一. kafka结构

特点:

  1. 支持高Throughput的应用
  2. scale out:无需停机即可扩展机器
  3. 持久化:通过将数据持久化到硬盘以及replication防止数据丢失
  4. 支持online和offline的场景。

消息层次:

  1. Topic:一类消息,例如page view日志,click日志等都可以以topic的形式存在,kafka集群能够同时负责多个topic的分发
  2. Partition: Topic物理上的分组,一个topic可以分为多个partition,每个partition是一个有序的队列。partition中的每条消息都会被分配一个有序的id(offset)。
  3. Message:消息,最小订阅单元

Producer:消息发布者
Broker:消息中间件处理结点,一个kafka节点就是一个broker
Consumer:消息订阅者

具体流程:

  1. Producer根据指定的partition方法(round-robin、hash等),将消息发布到指定topic的partition里面
  2. kafka集群接收到Producer发过来的消息后,将其持久化到硬盘,并保留消息指定时长(可配置),而不关注消息是否被消费。
  3. Consumer从kafka集群pull数据,并控制获取消息的offset

二. kafka设计考虑

吞吐率
High Throughput是kafka需要实现的核心目标之一,为此kafka做了以下一些设计:

  1. 数据磁盘持久化:消息不在内存中cache,直接写入到磁盘,充分利用磁盘的顺序读写性能
  2. zero-copy:减少IO操作步骤
  3. 数据批量发送
  4. 数据压缩
  5. Topic划分为多个partition,提高并行性

负载均衡/高可用

  1. producer根据用户指定的算法,将消息发送到指定的partition
  2. 存在多个partiiton,每个partition有自己的replica,每个replica分布在不同的Broker节点上
  3. 多个partition需要选取出lead partition,lead partition负责读写,并由zookeeper负责fail over
  4. 通过zookeeper管理broker与consumer的动态加入与离开

适合pull数据
由于kafka broker会持久化数据,broker没有内存压力,因此,consumer非常适合采取pull的方式消费数据,具有以下几点好处:

  1. 简化kafka设计
  2. consumer根据消费能力自主控制消息拉取速度
  3. consumer根据自身情况自主选择消费模式,例如批量,重复消费,从尾端开始消费等

横向扩展
当需要增加broker结点时,新增的broker会向zookeeper注册,而producer及consumer会根据注册在zookeeper上的watcher感知这些变化,并及时作出调整。

三. 环境搭建

启动zookeeper
准备启动一个3个broker节点的kafka集群

# server0.properties
config/server0.properties:
    broker.id=0
    port=9092
    log.dirs=/home/zsh/tmp/kafka/kafka-logs-0

# server1.properties
config/server0.properties:
    broker.id=1
    port=9093
    log.dirs=/home/zsh/tmp/kafka/kafka-logs-1

# server2.properties
config/server0.properties:
    broker.id=2
    port=9094
    log.dirs=/home/zsh/tmp/kafka/kafka-logs-2

参数:

  • broker.id: broker节点的唯一标识
  • port: broker节点使用端口号
  • logs.dir: 消息目录位置

启动三个broker

bin/kafka-server-start.sh config/server0.properties &
bin/kafka-server-start.sh config/server1.properties &
bin/kafka-server-start.sh config/server2.properties &

四. 本地测试

创建topic

#创建一个名为test的topic,只有一个副本,一个分区
kafka-topics.sh --create --zookeeper localhost:2181 --replication-factor 1 --partitions 1 --topic test

查看topic

kafka-topics.sh -list -zookeeper localhost:2181

启动producer

# 启动producer连接某个端口9092,然后发送消息
kafka-console-producer.sh --broker-list localhost:9092 --topic test
test
hello boy

启动consumer

#启动consumer之后就可以在console中看到producer发送的消息了
kafka-console-consumer.sh --zookeeper localhost:2181 --topic test --from-beginning

五. java开发

kafka服务端,不能配置为localhost,否则会连接不上;
配置参数

public interface KafkaProperties {
    final static String ubuntu_ip = "192.168.188.129";
    final static String zkConnect = ubuntu_ip+":2181";
    final static String groupId = "group1";
    final static String topic = "zsh-topic";
    final static String kafkaServerURL = ubuntu_ip;
    final static int kafkaServerPort = 9092;
    final static int kafkaProducerBufferSize = 64 * 1024;
    final static int connectionTimeOut = 20000;
    final static int reconnectInterval = 10000;
    final static String topic2 = "topic2";
    final static String topic3 = "topic3";
    final static String clientId = "SimpleConsumerDemoClient";
}

producer

public class KafkaProducer extends Thread {
    private final kafka.javaapi.producer.Producer<Integer, String> producer;
    private final String topic;
    private final Properties props = new Properties();
    public KafkaProducer(String topic) {
        props.put("serializer.class", "kafka.serializer.StringEncoder");
        props.put("metadata.broker.list", KafkaProperties.ubuntu_ip+":9092");
        producer = new kafka.javaapi.producer.Producer<Integer, String>(new ProducerConfig(props));
        this.topic = topic;
    }
    @Override
    public void run() {
        int messageNo = 1;
        while (true)

········

▸ 小练习 A
根据这篇kafka介绍,一个kafka节点叫作什么?

········

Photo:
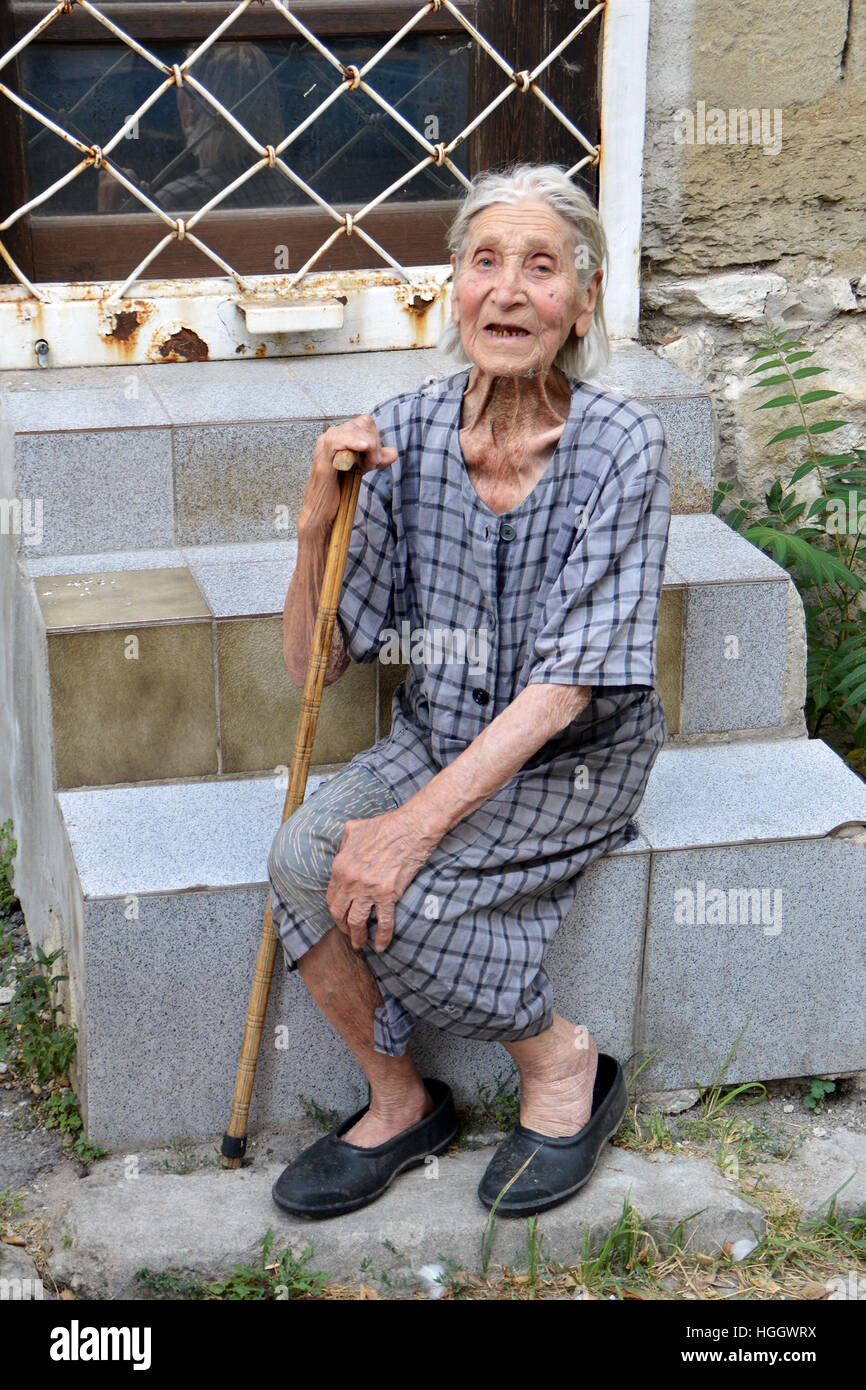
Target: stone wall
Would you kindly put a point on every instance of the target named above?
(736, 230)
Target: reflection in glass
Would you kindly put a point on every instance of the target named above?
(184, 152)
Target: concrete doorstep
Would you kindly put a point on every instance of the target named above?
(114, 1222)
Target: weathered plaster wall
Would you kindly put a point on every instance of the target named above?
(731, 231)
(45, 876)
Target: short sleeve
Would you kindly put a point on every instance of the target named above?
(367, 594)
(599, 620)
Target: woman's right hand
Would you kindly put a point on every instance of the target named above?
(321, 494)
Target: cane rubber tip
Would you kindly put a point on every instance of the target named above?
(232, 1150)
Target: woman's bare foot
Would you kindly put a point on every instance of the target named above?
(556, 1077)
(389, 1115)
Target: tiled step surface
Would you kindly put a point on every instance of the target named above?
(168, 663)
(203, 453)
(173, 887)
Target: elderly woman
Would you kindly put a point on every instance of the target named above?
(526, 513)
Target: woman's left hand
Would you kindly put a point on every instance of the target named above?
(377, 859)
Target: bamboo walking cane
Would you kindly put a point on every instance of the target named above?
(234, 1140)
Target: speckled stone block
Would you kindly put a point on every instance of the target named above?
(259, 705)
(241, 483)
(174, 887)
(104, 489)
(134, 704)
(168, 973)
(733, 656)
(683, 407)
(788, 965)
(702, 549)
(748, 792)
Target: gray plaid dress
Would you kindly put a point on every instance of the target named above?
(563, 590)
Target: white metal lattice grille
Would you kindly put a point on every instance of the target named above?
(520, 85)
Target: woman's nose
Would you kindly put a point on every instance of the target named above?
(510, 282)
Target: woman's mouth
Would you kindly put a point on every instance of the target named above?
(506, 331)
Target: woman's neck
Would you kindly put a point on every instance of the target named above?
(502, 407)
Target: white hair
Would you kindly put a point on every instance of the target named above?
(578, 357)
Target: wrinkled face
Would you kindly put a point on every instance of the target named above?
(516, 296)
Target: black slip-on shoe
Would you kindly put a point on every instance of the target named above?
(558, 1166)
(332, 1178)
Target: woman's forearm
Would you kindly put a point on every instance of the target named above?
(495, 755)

········

▸ 小练习 B
请把记录中从包含“Target: woman's mouth”的那一行到包含“(332, 1178)”的那一行(首尾两行都算)重新写出,将“white hair”换成“silver hair”,其余一字不改,只写这些行。

▸ 完整解答 A
一个kafka节点就是一个broker。

▸ 完整解答 B
Target: woman's mouth
Would you kindly put a point on every instance of the target named above?
(506, 331)
Target: woman's neck
Would you kindly put a point on every instance of the target named above?
(502, 407)
Target: silver hair
Would you kindly put a point on every instance of the target named above?
(578, 357)
Target: wrinkled face
Would you kindly put a point on every instance of the target named above?
(516, 296)
Target: black slip-on shoe
Would you kindly put a point on every instance of the target named above?
(558, 1166)
(332, 1178)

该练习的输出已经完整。